• **YOUR GOAL**
Transcribe every entry that follows exactly, omitting all pictures.
**** RECORDS PROVIDED ****
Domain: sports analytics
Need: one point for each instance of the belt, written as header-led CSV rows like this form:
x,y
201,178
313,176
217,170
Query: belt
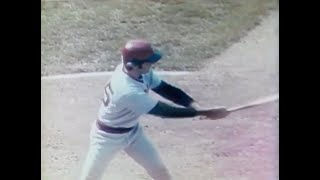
x,y
119,130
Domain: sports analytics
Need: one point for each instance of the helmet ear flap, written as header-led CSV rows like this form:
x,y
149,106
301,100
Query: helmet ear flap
x,y
129,66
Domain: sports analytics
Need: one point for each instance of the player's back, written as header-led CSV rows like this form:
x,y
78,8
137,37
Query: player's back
x,y
114,111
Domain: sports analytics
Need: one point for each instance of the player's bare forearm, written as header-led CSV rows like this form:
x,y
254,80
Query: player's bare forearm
x,y
173,94
168,111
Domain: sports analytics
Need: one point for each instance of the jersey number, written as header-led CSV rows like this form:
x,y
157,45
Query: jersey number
x,y
108,92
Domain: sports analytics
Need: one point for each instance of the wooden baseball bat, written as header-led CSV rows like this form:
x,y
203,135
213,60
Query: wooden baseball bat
x,y
257,102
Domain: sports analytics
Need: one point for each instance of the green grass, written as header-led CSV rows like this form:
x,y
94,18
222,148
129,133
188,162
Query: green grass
x,y
84,36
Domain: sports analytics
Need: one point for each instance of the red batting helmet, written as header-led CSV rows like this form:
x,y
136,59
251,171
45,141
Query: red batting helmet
x,y
139,51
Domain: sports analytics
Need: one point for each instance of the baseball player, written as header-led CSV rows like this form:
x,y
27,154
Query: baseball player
x,y
125,100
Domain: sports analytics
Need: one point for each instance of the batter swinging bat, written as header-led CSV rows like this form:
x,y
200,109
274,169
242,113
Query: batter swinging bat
x,y
257,102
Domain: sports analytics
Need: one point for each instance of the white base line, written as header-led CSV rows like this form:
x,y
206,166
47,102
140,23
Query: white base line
x,y
97,74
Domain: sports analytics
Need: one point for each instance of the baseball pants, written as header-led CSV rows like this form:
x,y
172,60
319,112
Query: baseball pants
x,y
104,146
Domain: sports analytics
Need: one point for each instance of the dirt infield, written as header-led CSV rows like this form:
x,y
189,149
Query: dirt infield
x,y
243,146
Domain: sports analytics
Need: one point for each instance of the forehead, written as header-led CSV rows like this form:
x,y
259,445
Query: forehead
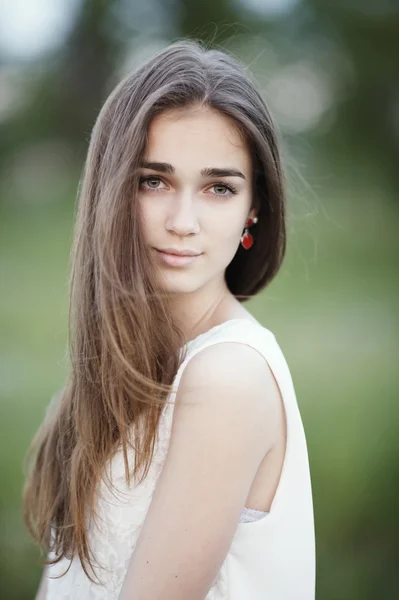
x,y
196,138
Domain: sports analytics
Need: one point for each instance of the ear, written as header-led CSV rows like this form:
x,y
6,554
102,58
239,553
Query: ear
x,y
252,213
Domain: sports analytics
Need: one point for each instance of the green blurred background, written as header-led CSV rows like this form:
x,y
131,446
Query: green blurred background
x,y
330,73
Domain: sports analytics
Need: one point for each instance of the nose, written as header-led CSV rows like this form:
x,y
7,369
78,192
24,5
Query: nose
x,y
182,219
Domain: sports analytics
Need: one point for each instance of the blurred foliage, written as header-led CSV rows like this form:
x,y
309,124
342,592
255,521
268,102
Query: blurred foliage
x,y
330,73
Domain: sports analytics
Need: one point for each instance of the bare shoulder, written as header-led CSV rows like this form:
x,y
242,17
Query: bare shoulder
x,y
236,378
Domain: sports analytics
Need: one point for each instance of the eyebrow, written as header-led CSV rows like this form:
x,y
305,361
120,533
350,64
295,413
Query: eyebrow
x,y
207,172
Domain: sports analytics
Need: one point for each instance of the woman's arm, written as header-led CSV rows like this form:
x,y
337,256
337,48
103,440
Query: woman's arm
x,y
225,421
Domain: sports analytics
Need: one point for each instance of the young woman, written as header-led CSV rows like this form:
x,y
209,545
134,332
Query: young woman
x,y
174,464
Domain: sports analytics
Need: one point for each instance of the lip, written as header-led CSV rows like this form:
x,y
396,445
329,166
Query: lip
x,y
176,260
185,252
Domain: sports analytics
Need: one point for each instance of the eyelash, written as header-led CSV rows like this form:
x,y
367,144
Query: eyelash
x,y
229,187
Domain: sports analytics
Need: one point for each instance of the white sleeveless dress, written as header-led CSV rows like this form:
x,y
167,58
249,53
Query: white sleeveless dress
x,y
272,555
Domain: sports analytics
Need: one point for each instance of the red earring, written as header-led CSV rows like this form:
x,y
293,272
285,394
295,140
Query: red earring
x,y
246,239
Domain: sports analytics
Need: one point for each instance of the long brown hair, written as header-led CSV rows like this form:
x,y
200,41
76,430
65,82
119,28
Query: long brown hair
x,y
124,347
****
• **REPLY**
Domain: sports analytics
Need: one point for each instance of the belt, written as header-led CSV rows like this form:
x,y
201,178
313,176
217,170
Query: belt
x,y
119,130
Domain: sports analytics
Need: one point for each instance of the helmet ear flap, written as header-led CSV rows like this form:
x,y
149,106
301,100
Query: helmet ear flap
x,y
129,66
Domain: sports analytics
Need: one point for each instance of the player's back, written as header-led CSV rows like this form:
x,y
78,8
137,37
Query: player's back
x,y
114,111
Domain: sports analytics
Need: one point for each instance of the player's bare forearm, written as header-led CSV rows like this form:
x,y
254,80
Query: player's bare forearm
x,y
173,94
168,111
Domain: sports analytics
Need: one point for each instance of the jersey number, written as header-led CSV rows like this form:
x,y
157,45
Query: jersey number
x,y
108,92
Domain: sports analytics
Need: one point for each instance of the wooden baseball bat, written as header-led CSV rows like this form:
x,y
203,135
213,60
Query: wooden baseball bat
x,y
257,102
Domain: sports analytics
Need: one point for each instance of the green grass, written as header-led CSV rows like this form:
x,y
94,18
222,148
129,133
188,162
Query: green grass
x,y
84,36
Domain: sports analytics
Need: one point for each instance of the red batting helmet, written as header-led CSV rows like this form:
x,y
136,59
251,171
45,141
Query: red batting helmet
x,y
139,51
Domain: sports analytics
Need: one point for each instance of the baseball player, written as header-led CSV rows like this form:
x,y
27,154
Query: baseball player
x,y
125,100
Domain: sports analytics
Need: one point for each instance of the batter swinging bat, written as header-led CSV rows like this form:
x,y
200,109
274,169
242,113
Query: batter swinging bat
x,y
257,102
Domain: sports analytics
Need: one point for each instance of the white base line, written as header-led CSV rows like this form:
x,y
206,166
47,102
140,23
Query: white base line
x,y
97,74
Domain: sports analytics
Need: one point for each instance of the baseball pants, written as header-led CSV rows like this form:
x,y
172,60
319,112
Query: baseball pants
x,y
104,146
Domain: sports analytics
Need: one point for each instance of the dirt infield, written as header-led CSV rows like this form:
x,y
189,149
Query: dirt infield
x,y
243,146
Domain: sports analytics
Need: one point for each instance of the forehead, written as header-led CSV rows like this form:
x,y
259,445
Query: forehead
x,y
196,138
Domain: sports analytics
Need: one point for each instance of the ear, written as header-led CSV rows like this form:
x,y
6,554
102,58
239,553
Query: ear
x,y
252,213
Domain: sports analytics
Need: one point for each instance of the green blurred background, written as header-led CSV rows like this form:
x,y
131,446
Query: green blurred background
x,y
330,73
Domain: sports analytics
Need: one point for each instance of the nose, written as header-led CSV rows like this form:
x,y
7,369
78,192
24,5
Query: nose
x,y
182,219
Domain: sports analytics
Need: one point for each instance of the blurred foliage, written as header-led CSV rows like this form:
x,y
309,124
342,592
255,521
268,102
Query: blurred foliage
x,y
330,73
Domain: sports analytics
Need: one point for each instance of the bare shoulder, written as header-led CSV rows like this form:
x,y
242,17
Query: bare shoulder
x,y
236,378
Domain: sports analytics
Need: one point for each instance of the eyebrow, written as header-led CSV rows like this form:
x,y
305,361
120,533
350,64
295,413
Query: eyebrow
x,y
207,172
Domain: sports analytics
Need: one point for each instance of the woman's arm, written as header-led CSV rows like this form:
x,y
337,256
337,48
103,440
Query: woman's arm
x,y
225,421
Domain: sports analytics
Need: one point for each instance of the young woman, written as header-led CSV rows like this form:
x,y
209,545
134,332
Query: young woman
x,y
174,464
Domain: sports analytics
Need: one point for each instance of the lip, written as header-led CSV rows like this form:
x,y
396,445
329,166
Query: lip
x,y
176,260
185,252
Domain: sports analytics
Need: one point for each instance of the eyelash, written as header-led CSV rows like this form:
x,y
367,144
Query: eyelash
x,y
229,187
Domain: sports analytics
Need: one point for each instance of the white sleeveless dress, written as header-led CSV rows like this form:
x,y
167,58
249,53
Query: white sleeveless dress
x,y
272,555
Domain: sports analytics
Need: one point for each instance of the red earring, written as header-led CSV rows like this form:
x,y
293,272
285,394
295,140
Query: red earring
x,y
246,239
Domain: sports analytics
Need: one point for each instance of the long brown hair, written as header-led CSV rows like this form:
x,y
200,41
76,430
65,82
119,28
Query: long brown hair
x,y
124,347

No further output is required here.